## [EXERCISE DETAILS]
Put every line of the data below into a JSON list of strings, one string per line. Skip blank lines and leave out the pictures.
------------------------------------------------------------------------
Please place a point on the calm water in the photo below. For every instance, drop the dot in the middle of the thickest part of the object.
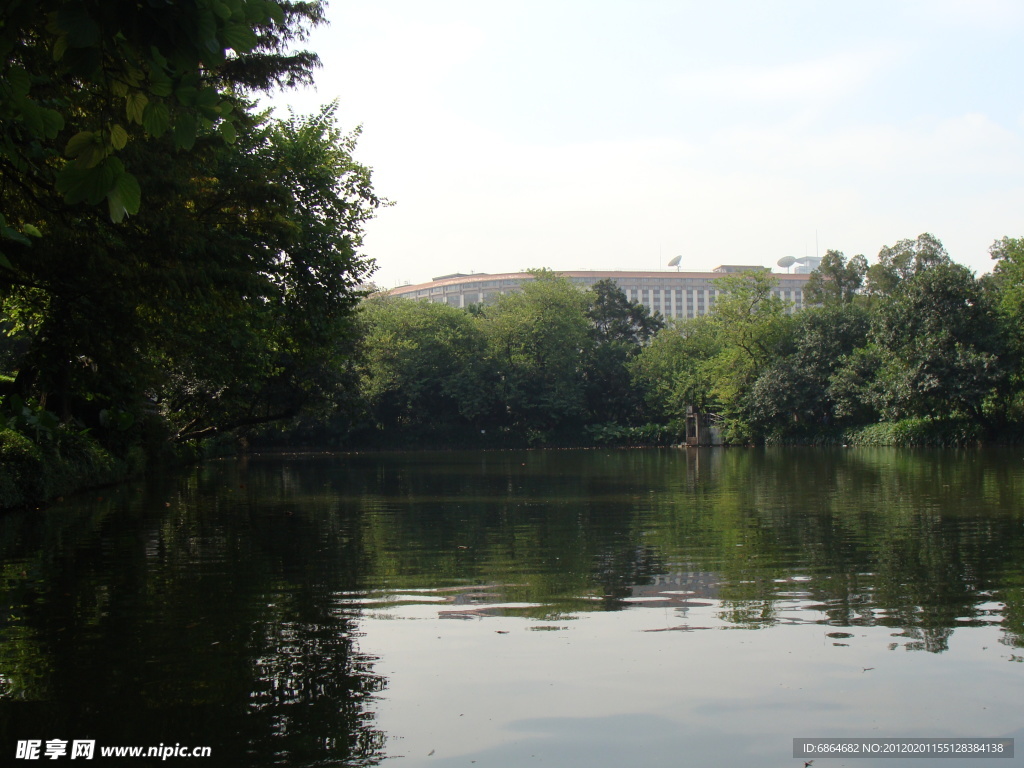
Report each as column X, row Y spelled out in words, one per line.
column 560, row 608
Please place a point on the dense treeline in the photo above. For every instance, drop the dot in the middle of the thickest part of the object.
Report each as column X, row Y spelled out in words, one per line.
column 912, row 348
column 177, row 266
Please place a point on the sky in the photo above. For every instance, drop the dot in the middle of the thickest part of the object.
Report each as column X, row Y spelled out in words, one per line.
column 617, row 134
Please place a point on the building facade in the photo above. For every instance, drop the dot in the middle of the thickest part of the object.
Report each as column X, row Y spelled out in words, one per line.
column 671, row 294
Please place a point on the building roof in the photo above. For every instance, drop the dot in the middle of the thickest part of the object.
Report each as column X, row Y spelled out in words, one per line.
column 586, row 273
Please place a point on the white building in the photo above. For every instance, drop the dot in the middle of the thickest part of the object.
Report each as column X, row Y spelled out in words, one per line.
column 671, row 294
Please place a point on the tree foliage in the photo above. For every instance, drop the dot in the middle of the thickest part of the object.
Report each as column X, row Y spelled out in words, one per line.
column 82, row 79
column 836, row 281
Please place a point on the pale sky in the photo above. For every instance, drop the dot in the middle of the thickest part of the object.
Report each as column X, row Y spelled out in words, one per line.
column 616, row 134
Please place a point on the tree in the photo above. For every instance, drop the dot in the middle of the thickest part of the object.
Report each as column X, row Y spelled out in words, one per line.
column 903, row 260
column 84, row 78
column 621, row 328
column 225, row 304
column 1005, row 289
column 836, row 280
column 290, row 206
column 422, row 368
column 674, row 371
column 794, row 391
column 937, row 340
column 752, row 323
column 538, row 341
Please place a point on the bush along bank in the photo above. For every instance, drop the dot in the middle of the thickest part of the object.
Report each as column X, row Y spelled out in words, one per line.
column 33, row 473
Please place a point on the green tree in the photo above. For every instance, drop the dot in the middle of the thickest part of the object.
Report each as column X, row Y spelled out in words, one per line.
column 836, row 280
column 83, row 78
column 621, row 329
column 539, row 339
column 752, row 324
column 794, row 392
column 674, row 371
column 1004, row 288
column 422, row 368
column 937, row 340
column 903, row 260
column 223, row 305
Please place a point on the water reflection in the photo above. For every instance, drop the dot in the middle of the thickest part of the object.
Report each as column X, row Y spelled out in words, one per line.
column 230, row 606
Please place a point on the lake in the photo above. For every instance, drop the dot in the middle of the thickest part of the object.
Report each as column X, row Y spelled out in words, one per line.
column 595, row 608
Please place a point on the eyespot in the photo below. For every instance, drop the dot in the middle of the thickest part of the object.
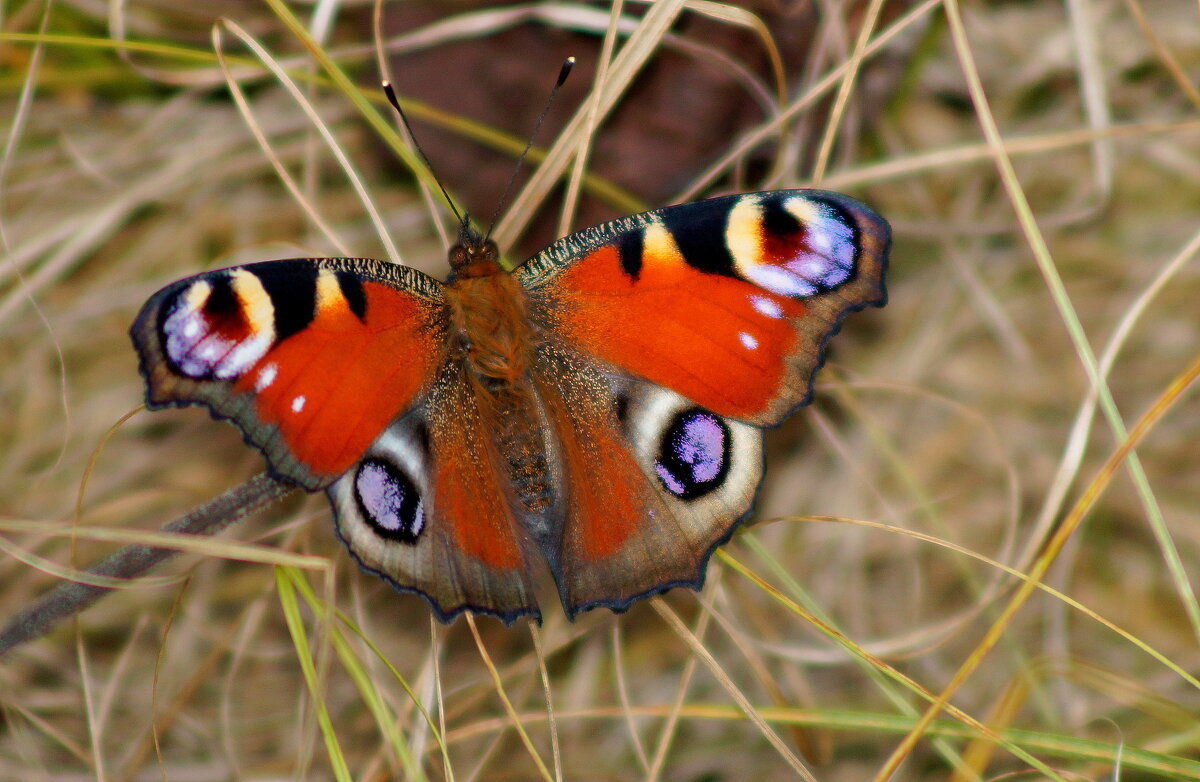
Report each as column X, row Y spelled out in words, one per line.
column 389, row 501
column 694, row 453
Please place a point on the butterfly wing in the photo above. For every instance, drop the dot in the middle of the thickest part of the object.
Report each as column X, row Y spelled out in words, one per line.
column 336, row 370
column 311, row 359
column 671, row 338
column 652, row 483
column 429, row 510
column 729, row 301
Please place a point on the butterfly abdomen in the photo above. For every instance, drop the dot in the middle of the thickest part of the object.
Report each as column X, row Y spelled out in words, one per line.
column 492, row 337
------------------------------------------------------------------------
## [ANSWER TO THE EXERCISE]
[
  "Please place a point on the calm water in the photo below. For every instance, drop the dot in the middle of the thickest part of the object.",
  "Report each as column X, row Y spelled out in words, one per line.",
  "column 560, row 608",
  "Please place a point on the dense treeline in the photo above. For every instance, drop the dot in the middle of the thickest part of the object.",
  "Report each as column X, row Y spelled out in words, one per line.",
  "column 912, row 348",
  "column 177, row 266",
  "Please place a point on the sky in the photo above. For every instance, drop the dot in the middle of the thickest part of the object.",
  "Report each as column X, row Y spelled out in words, one per line.",
  "column 617, row 134",
  "Please place a point on the building facade in the photo above. For every instance, drop the dot in the middle of the thickest part of the object.",
  "Report each as column X, row Y spelled out in words, one per line.",
  "column 671, row 294",
  "Please place a point on the building roof in the photo above. For every instance, drop the dot in the middle of the thickest part of the object.",
  "Report each as column X, row Y spelled out in words, one per line.",
  "column 586, row 273",
  "Please place a point on the white building in the photo above. For every instance, drop the dot in the middle of the thickest part of the object.",
  "Report each as column X, row Y spelled out in words, one per line.",
  "column 671, row 294",
  "Please place a point on the tree foliage in the photo above. For every instance, drop the dot in the middle of the thickest part of the object.",
  "Report each as column X, row Y spelled out in words, one per line.",
  "column 82, row 79",
  "column 836, row 281",
  "Please place a point on the pale sky in the photo above. For every instance, drop the dot in the middle of the thickest part of the object.",
  "Report each as column X, row Y spelled out in words, one per line.",
  "column 616, row 134",
  "Please place a point on the tree in the photo above. For every instance, drop the dot in the middle of the thickest part of the object.",
  "Report each as column X, row Y spelled out in words, one per line.",
  "column 903, row 260",
  "column 84, row 78",
  "column 621, row 328",
  "column 225, row 304",
  "column 1005, row 289",
  "column 836, row 280",
  "column 290, row 206",
  "column 422, row 368",
  "column 674, row 371",
  "column 794, row 391",
  "column 937, row 340",
  "column 752, row 323",
  "column 538, row 341",
  "Please place a point on the bush along bank in the photo above. For every instance, drop the dot in the middle of the thickest part of the object.",
  "Report each as column X, row Y spelled out in words, one per line.",
  "column 33, row 473",
  "Please place a point on the green tree in the photo above. For every instance, drop the dot in the middle of the thickest part of the object.",
  "Report each as column X, row Y spelled out in words, one per line.",
  "column 836, row 280",
  "column 83, row 78",
  "column 621, row 329",
  "column 539, row 339",
  "column 752, row 324",
  "column 794, row 392",
  "column 674, row 371",
  "column 1004, row 288",
  "column 422, row 368",
  "column 937, row 340",
  "column 903, row 260",
  "column 223, row 305",
  "Please place a point on the water reflection in the photo above. For every instance, drop the dot in the middle of the thickest part of the object.",
  "Report each as column X, row Y spelled out in words, one per line.",
  "column 230, row 606",
  "Please place a point on the lake in the photo above. For every instance, drop the dot in the middle of the thickest part of the object.",
  "Report each as column X, row Y spelled out in words, one per line.",
  "column 595, row 608",
  "Please place a point on the eyespot in the photo below. For every instance, drop the dot in the middle of the thickest part of the object.",
  "Report each as column X, row Y spelled out in words, one per line.",
  "column 389, row 501",
  "column 694, row 453",
  "Please place a point on the butterfly wing in the photo above. For every instance, drop the dot in the middle of the thickest part of the object.",
  "Report each as column X, row Y spelled out in words, one per line.",
  "column 336, row 370",
  "column 311, row 359",
  "column 671, row 338",
  "column 652, row 483",
  "column 429, row 510",
  "column 729, row 301",
  "Please place a point on the butterfly abdomen in the photo above. For every instance, drop the dot in the middle of the thickest part of the object.",
  "Report each as column X, row Y spelled out in words, one per line.",
  "column 492, row 337"
]